====== RECORDS SHOWN ======

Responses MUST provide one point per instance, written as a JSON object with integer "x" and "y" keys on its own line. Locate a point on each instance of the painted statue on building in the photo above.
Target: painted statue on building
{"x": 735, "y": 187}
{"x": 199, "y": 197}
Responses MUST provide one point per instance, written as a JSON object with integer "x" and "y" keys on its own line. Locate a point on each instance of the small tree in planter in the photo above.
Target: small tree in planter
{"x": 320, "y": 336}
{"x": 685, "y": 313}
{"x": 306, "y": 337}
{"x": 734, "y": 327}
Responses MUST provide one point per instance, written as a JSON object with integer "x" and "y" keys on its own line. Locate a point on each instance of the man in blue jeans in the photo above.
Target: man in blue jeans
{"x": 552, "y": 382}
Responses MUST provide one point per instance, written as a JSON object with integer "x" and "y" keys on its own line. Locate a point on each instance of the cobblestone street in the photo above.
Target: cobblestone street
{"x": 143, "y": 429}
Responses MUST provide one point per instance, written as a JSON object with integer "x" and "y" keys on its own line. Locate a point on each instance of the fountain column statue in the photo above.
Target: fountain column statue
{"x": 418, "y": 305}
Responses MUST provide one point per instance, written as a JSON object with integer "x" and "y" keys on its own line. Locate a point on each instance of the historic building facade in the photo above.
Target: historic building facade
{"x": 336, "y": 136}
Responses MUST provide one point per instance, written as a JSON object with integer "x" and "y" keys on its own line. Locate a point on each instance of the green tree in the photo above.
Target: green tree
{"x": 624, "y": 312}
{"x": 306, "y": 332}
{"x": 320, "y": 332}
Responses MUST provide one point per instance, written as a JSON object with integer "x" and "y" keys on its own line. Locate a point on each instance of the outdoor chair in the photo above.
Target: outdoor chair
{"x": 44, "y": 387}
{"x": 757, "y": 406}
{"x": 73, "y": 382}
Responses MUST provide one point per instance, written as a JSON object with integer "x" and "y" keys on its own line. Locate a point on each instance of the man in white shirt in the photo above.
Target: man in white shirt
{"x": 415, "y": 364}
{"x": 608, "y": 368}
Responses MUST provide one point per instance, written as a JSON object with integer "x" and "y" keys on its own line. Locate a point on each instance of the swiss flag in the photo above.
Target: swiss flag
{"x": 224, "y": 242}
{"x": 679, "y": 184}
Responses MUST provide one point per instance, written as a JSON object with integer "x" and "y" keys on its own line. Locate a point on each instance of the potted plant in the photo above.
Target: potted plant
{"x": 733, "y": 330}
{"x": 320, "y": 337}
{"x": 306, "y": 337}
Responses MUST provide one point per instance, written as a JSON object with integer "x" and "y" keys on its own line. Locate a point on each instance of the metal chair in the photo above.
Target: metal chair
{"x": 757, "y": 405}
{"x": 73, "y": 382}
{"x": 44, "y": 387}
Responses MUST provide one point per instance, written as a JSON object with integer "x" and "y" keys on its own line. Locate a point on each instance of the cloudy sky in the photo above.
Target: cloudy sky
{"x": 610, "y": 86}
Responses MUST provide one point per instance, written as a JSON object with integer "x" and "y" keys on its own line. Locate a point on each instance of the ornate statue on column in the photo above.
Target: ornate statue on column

======

• _PROBLEM_
Reproduce every one of the records above word for word, altering nothing.

• _COMPLETED EXERCISE_
Responses MUST provide one point per instance, written as a JSON object with integer "x" and "y" keys on its own line. Locate a point on each instance of the painted statue on building in the photo above.
Target: painted statue on building
{"x": 735, "y": 187}
{"x": 199, "y": 197}
Responses MUST provide one point per instance, written as a JSON object with integer "x" and "y" keys on its own line. Locate a point on each instance of the small tree in planter in the photo above.
Target: small tree in planter
{"x": 320, "y": 336}
{"x": 685, "y": 313}
{"x": 306, "y": 337}
{"x": 734, "y": 327}
Responses MUST provide one point per instance, written as a JSON object with integer "x" and "y" keys on its own line. Locate a point on each instance of the man in blue jeans in the photo above.
Target: man in blue jeans
{"x": 552, "y": 382}
Responses MUST provide one point per instance, written as a JSON object with integer "x" and "y" keys on its own line. Locate a point on each instance of the cobblestone street in the photo above.
Target: cobblestone street
{"x": 143, "y": 429}
Responses MUST provide one point per instance, written as a JSON object with integer "x" and "y" keys on its own line. Locate a point on each instance of the fountain column statue in the photo above.
Target: fountain column statue
{"x": 418, "y": 305}
Responses MUST provide one point per instance, written as a JSON object with integer "x" and "y" keys on its own line. Locate a point on each instance of the historic building facade in the photo above.
Target: historic building facade
{"x": 336, "y": 136}
Responses MUST provide one point per instance, written as a JSON object with integer "x" and "y" keys on its own line. Locate a point on each instance of the green tree in the photo above.
Target: green tree
{"x": 624, "y": 312}
{"x": 306, "y": 332}
{"x": 320, "y": 332}
Responses MUST provide one point per instance, written as a JSON object with integer "x" and "y" keys on its own line. Locate a point on each instance of the outdoor chair in the photo above.
Target: outdoor chair
{"x": 44, "y": 387}
{"x": 757, "y": 406}
{"x": 73, "y": 382}
Responses MUST provide one point per instance, written as a JSON object with integer "x" and "y" keys on its own line. Locate a point on each instance of the man in white shirt in the photo above.
Target: man in white shirt
{"x": 415, "y": 364}
{"x": 608, "y": 368}
Responses MUST provide one point per instance, written as a JSON object with integer "x" and "y" keys on its own line. Locate a point on each instance of the swiss flag in the photo above.
Target: swiss flag
{"x": 224, "y": 242}
{"x": 679, "y": 184}
Responses MUST provide one point per instance, written as a JSON object with integer "x" and "y" keys on its own line. Locate a point on each instance of the potted plant in the photo above.
Target: potted plant
{"x": 733, "y": 330}
{"x": 320, "y": 337}
{"x": 306, "y": 337}
Responses MUST provide one point per instance, written as a JSON object with integer "x" and "y" keys on its own line. Locate a point on each instance of the metal chair in the photo above.
Target: metal chair
{"x": 757, "y": 405}
{"x": 73, "y": 382}
{"x": 44, "y": 387}
Responses MUST provide one point per instance, written as a JSON object with integer "x" and "y" keys on its own line. Locate a point on each instance of the cloudy sky in the photo above.
Target: cloudy sky
{"x": 610, "y": 86}
Responses MUST provide one point per instance, written as a JSON object with integer "x" and "y" keys on its own line. Locate a point on each instance of the ornate statue on column in the photo above.
Target: ornate statue on column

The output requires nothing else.